*EXERCISE DETAILS*
Verbatim transcription with images omitted: return the entries below in full.
RECORDS FOR THE TASK section start
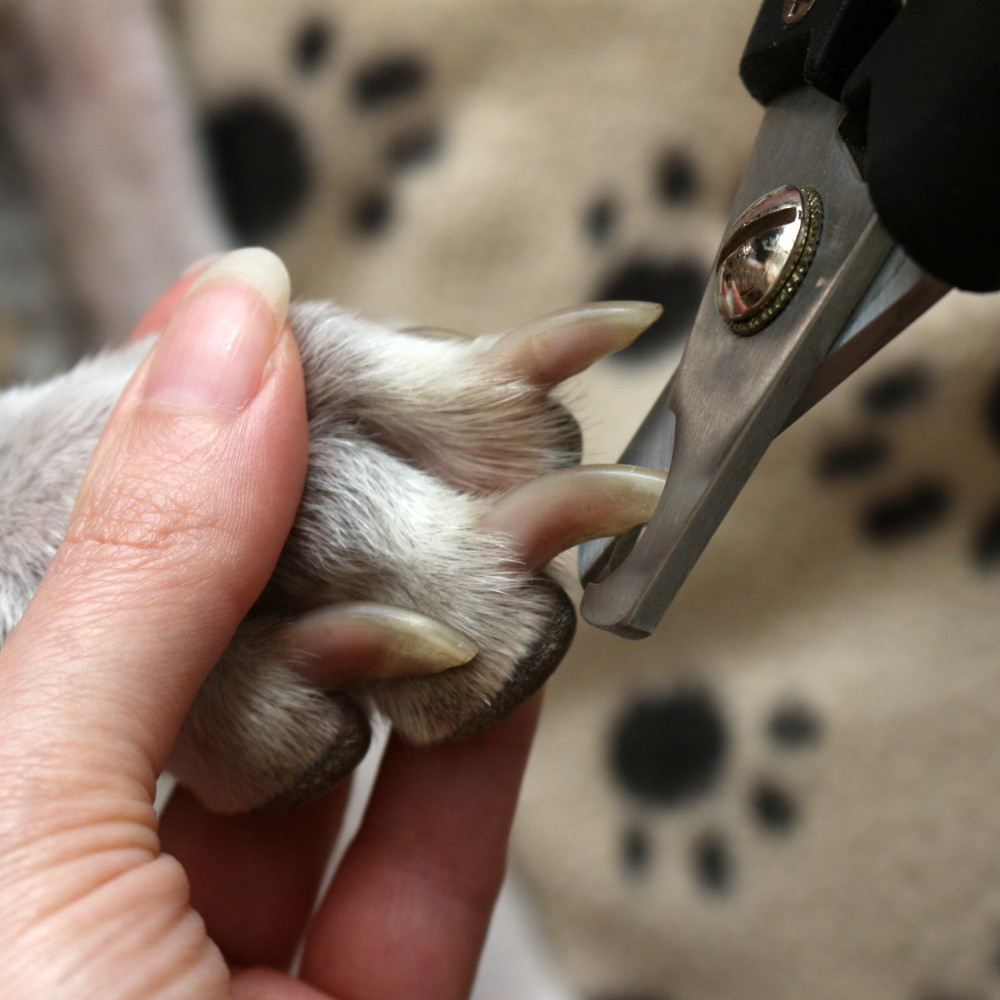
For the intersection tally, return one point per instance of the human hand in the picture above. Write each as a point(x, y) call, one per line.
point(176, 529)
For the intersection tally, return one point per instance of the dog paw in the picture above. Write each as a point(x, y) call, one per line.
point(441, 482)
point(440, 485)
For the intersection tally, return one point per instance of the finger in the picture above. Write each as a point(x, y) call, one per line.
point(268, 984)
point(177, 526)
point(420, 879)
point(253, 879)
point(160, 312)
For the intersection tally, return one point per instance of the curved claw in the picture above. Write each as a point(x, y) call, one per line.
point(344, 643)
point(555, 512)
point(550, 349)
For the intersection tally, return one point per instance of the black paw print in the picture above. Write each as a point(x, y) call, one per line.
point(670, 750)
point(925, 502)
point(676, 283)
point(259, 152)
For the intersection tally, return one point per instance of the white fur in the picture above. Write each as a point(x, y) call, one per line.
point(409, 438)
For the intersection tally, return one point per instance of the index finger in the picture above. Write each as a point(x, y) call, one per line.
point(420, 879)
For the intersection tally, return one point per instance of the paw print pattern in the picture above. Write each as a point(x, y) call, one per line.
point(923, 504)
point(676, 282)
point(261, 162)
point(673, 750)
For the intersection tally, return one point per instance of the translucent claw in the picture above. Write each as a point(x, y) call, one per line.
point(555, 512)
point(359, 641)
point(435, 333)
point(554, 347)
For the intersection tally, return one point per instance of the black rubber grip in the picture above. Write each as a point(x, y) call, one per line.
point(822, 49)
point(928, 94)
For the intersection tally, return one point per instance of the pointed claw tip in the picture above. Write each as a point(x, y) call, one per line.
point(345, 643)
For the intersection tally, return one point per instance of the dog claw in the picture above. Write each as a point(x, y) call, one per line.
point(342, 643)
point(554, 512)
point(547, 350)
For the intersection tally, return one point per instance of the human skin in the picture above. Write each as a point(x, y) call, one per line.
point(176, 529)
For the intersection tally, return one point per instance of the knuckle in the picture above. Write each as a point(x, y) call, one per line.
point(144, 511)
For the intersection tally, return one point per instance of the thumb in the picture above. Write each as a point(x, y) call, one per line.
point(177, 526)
RECORDS FOR THE TASK section end
*EXERCISE RESPONSE*
For the intersection tally, return one point per instance of the human hand in the picture above. Write each as a point(x, y) call, one per line.
point(176, 529)
For the intersection tally, return one point per instance of the dog paw in the picture above. Write each as a point(x, y) call, one per line.
point(441, 482)
point(440, 485)
For the intersection tally, return one point per instance of the finger in the picture above. Write each as a point(x, y) call, one per line.
point(268, 984)
point(177, 526)
point(420, 879)
point(253, 879)
point(160, 312)
For the intersection tally, return one point per instance of the curved claw in the picture above. Write each as a point(x, y) call, one per line.
point(344, 643)
point(555, 512)
point(550, 349)
For the intersection tally, return one point per instance of the black paw print in the picture above. Write each as a point(x, y) call, one per line.
point(670, 750)
point(925, 502)
point(676, 283)
point(259, 152)
For the intersection tally, return one point per instance of the white fur in the picture above. Write each as a point(x, y) call, one per line.
point(409, 438)
For the intersection tally, return one point per instance of the index finger in the picture above. Write each as a point(x, y) call, one per line.
point(420, 879)
For the intersection tally, return one point per instance of the paw print pattern in the picture above. Write each as a point(x, y) call, one per line.
point(923, 504)
point(676, 282)
point(261, 162)
point(673, 750)
For the intersection tally, return one point per instance of the translucent claw in the picture above. Write each as a point(x, y) call, one per line.
point(555, 512)
point(359, 641)
point(435, 333)
point(554, 347)
For the intersection tally, return one point per instance of the black rubber grip in the picture above. Write each as a point(x, y) call, one per line.
point(822, 49)
point(928, 94)
For the intersection tally, return one point per instance of the pointed claw tip in the picture above. Write each as a point(x, y) call, one per line.
point(345, 643)
For the intersection tally, return one point per instance of the dog claw in the picture above. Write each as a point(x, y) call, one per line.
point(342, 643)
point(554, 512)
point(547, 350)
For the intersection tally, return one point per instance of the human skin in the picture above. Write each as a point(x, y) call, one per line.
point(176, 529)
For the intersection tally, return one point per instance of the knuckle in the picture above. Write each as a point(x, y) call, one per line.
point(144, 511)
For the intersection tally, return one point per instance of the thumb in the picture above. Write each as a point(x, y) call, one per line.
point(177, 526)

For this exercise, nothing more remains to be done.